======== TEXT PROVIDED ========
BMC Musculoskeletal Disorders 2018 19:291

Persistent synovial inflammation plays important roles in persistent pain development in the rat knee before cartilage degradation reaches the subchondral bone

Takashi Hoshino, Kunikazu Tsuji, Hiroaki Onuma, Mio Udo, Hiroko Ueki, Masako Akiyama, Kahaer Abula, Hiroki Katagiri, Kazumasa Miyatake, Toshihumi Watanabe, Ichiro Sekiya, Hideyuki Koga and Takeshi Muneta
Knee

Background

The major complaint of knee osteoarthritis (OA) is persistent pain. Unlike acute inflammatory pain, persistent pain is usually difficult to manage since its pathology is not fully understood. To elucidate the underlying mechanisms of persistent pain, we established 2 different inflammation-induced arthritis models by injecting monoiodo-acetic acid (MIA) into the joint cavity and performed integrated analyses of the structural changes in the synovial tissue and articular cartilage, sensory neuron rearrangement, and pain avoidance behavior in a rat arthritis model.

Methods

Male Wistar rats received intra-articular injections of MIA (0.2 mg/30 μL, low-dose group; 1 mg/30 μL, high-dose group) in the right knee and phosphate buffered saline (PBS; 30 μL, control group) in the left knee. Fluorogold (FG), a retrograde neural tracer, was used to label the nerve fibers for the identification of sensory neurons that dominate the joints in the dorsal root ganglion (DRG). Both knees were subjected to the intra-articular injection of 2% FG in PBS (5 μL) under anesthesia 5–7 days prior to sacrifice. We performed pain avoidance behavior tests (incapacitance and von Frey tests) at 0, 1, 3, 5, 7, 14, 21, and 28 days. At 5, 14, and 28 days, the rats were sacrificed and the knee joint and DRG were excised for histological assessment. The knee joints were stained with hematoxylin and eosin, safranin O, and calcitonin gene-related peptide (CGRP). The DRG were immunostained with CGRP.
========
- [EXERCISE TASKS]:
(1) From the rat knee abstract, extract everything from "The major complaint" down to "rat arthritis model.".
(2) According to the rat knee abstract, why was Fluorogold used? Answer in one to three sentences.
You can leave the rows below aside, since none of them are needed here.
======== AVAILABLE DATA ========
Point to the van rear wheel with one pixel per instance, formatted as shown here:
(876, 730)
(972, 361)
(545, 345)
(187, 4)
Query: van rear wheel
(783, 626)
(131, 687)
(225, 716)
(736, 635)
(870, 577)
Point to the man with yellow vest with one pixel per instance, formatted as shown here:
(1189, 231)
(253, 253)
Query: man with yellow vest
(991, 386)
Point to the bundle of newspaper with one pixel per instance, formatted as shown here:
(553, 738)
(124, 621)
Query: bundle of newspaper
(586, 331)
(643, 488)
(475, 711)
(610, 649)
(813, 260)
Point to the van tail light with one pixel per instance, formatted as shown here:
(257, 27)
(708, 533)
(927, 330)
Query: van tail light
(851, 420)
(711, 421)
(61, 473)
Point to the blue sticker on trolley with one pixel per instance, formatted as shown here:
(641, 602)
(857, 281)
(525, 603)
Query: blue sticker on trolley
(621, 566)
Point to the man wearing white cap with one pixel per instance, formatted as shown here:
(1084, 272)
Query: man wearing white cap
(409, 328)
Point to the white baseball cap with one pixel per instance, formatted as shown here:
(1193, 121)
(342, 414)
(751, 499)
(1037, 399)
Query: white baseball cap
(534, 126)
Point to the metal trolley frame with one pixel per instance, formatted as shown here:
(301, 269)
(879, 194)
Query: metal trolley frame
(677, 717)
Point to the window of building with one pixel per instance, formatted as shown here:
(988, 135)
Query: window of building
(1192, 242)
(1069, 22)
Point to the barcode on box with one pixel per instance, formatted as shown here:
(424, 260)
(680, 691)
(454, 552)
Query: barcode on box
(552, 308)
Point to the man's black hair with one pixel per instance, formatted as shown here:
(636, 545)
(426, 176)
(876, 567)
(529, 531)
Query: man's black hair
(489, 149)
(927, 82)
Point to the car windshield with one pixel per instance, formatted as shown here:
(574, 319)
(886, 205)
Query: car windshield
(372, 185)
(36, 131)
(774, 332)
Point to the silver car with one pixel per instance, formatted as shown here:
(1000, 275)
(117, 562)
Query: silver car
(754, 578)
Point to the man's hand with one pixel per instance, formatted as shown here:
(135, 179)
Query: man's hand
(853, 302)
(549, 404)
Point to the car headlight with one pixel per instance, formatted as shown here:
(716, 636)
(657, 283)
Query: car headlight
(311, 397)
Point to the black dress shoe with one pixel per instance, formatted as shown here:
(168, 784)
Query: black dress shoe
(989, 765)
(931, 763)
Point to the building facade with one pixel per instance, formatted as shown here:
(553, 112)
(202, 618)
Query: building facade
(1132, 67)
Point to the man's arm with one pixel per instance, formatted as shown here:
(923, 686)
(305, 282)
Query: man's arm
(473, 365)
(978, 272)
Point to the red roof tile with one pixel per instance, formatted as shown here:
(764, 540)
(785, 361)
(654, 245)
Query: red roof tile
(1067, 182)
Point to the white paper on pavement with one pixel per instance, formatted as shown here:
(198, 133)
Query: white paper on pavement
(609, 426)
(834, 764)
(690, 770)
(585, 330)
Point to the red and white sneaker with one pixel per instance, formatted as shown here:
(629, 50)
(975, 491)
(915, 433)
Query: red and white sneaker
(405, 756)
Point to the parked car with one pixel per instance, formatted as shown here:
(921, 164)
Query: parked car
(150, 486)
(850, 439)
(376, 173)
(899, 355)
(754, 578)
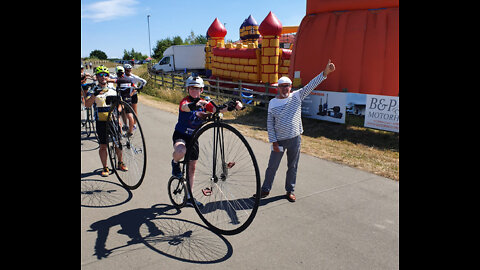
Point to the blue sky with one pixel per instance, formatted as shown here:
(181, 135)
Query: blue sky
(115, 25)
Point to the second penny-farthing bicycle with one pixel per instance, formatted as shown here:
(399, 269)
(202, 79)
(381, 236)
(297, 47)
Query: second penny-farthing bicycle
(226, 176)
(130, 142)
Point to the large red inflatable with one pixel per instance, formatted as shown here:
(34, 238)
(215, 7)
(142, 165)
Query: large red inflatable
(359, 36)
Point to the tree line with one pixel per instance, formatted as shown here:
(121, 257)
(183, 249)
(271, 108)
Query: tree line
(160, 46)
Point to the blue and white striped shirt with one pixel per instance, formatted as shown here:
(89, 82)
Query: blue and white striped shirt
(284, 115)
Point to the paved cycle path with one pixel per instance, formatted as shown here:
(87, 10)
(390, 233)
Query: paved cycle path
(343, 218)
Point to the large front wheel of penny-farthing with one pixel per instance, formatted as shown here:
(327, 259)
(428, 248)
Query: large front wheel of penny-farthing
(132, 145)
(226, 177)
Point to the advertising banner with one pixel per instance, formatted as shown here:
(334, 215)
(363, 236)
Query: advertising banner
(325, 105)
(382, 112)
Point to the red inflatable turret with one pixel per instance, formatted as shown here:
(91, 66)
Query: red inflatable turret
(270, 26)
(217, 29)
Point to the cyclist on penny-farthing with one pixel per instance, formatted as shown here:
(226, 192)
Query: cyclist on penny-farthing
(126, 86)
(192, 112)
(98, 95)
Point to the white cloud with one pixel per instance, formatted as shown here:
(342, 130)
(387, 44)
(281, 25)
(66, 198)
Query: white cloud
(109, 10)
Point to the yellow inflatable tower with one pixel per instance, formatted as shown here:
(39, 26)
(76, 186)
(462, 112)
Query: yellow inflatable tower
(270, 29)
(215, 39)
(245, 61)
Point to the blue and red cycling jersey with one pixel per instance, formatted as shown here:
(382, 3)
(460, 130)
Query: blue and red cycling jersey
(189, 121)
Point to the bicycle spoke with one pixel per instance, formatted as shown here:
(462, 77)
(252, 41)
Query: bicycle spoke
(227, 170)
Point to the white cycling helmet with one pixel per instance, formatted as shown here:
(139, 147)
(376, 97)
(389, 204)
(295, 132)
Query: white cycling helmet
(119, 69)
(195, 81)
========
======== AVAILABLE DATA ========
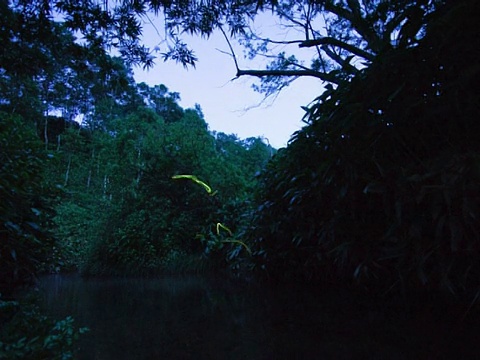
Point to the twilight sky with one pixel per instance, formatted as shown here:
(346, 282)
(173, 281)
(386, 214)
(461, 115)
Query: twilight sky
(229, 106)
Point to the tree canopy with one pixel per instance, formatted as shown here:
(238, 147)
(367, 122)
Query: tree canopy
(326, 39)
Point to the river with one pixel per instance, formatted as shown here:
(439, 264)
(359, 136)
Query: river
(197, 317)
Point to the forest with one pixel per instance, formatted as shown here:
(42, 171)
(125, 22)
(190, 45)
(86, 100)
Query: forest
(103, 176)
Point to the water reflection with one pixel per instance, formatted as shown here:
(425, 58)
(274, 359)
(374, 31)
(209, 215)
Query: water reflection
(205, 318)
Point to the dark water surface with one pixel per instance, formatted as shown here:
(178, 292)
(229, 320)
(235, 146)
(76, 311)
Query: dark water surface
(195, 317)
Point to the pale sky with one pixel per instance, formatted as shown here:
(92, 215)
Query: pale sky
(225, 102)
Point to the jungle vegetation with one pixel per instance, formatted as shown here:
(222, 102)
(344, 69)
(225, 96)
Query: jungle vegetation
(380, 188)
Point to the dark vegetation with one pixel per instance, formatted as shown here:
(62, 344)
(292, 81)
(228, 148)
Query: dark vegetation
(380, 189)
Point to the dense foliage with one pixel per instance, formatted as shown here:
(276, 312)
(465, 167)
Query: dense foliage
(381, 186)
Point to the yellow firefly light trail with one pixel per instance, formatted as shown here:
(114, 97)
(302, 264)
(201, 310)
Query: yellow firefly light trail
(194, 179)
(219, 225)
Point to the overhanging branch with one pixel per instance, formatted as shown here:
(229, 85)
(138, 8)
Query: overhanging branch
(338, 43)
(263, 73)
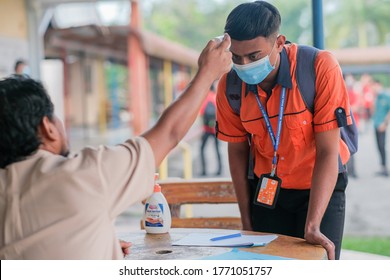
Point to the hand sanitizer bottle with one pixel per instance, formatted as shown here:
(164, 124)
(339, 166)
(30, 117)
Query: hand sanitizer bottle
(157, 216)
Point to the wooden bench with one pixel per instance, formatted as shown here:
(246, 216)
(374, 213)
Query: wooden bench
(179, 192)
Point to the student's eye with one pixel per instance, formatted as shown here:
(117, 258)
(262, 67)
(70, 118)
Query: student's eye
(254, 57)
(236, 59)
========
- [RESPONSES BY TASK]:
(1)
The major complaint of knee osteoarthritis (OA) is persistent pain. Unlike acute inflammatory pain, persistent pain is usually difficult to manage since its pathology is not fully understood. To elucidate the underlying mechanisms of persistent pain, we established 2 different inflammation-induced arthritis models by injecting monoiodo-acetic acid (MIA) into the joint cavity and performed integrated analyses of the structural changes in the synovial tissue and articular cartilage, sensory neuron rearrangement, and pain avoidance behavior in a rat arthritis model.

(2) Fluorogold, a retrograde neural tracer, was used to label the nerve fibers. This allowed the researchers to identify the sensory neurons in the dorsal root ganglion that dominate the joints.